* _PROBLEM DETAILS_
Copy out, exactly as written, only the line containing "Please locate the window" and the lines after it through the end of the records.

:: ENTRIES PROVIDED

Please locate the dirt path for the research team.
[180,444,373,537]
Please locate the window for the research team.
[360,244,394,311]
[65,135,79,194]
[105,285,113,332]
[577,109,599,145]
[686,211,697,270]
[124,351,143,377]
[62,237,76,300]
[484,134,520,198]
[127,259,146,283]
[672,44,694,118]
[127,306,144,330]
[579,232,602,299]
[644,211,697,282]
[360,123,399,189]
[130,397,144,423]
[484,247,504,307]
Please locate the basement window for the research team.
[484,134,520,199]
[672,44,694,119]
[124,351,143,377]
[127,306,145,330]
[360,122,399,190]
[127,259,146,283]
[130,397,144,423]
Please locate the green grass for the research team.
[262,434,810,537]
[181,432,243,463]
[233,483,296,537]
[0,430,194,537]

::::

* _EXERCISE ANSWER_
Please locate the window for the research team.
[360,244,394,311]
[65,135,79,194]
[105,285,113,332]
[577,109,599,145]
[686,211,697,270]
[124,351,143,377]
[62,237,76,300]
[484,134,520,198]
[127,259,146,283]
[672,44,694,118]
[127,306,144,330]
[579,232,602,299]
[644,211,697,282]
[360,123,399,189]
[130,397,144,423]
[484,247,504,307]
Please locate the basement window for the research team.
[484,134,520,199]
[672,44,694,119]
[124,351,143,377]
[127,306,145,330]
[360,122,399,190]
[127,259,146,283]
[130,397,144,423]
Please locate the green grass for the research team.
[262,434,810,537]
[181,432,243,463]
[233,483,296,537]
[0,430,194,537]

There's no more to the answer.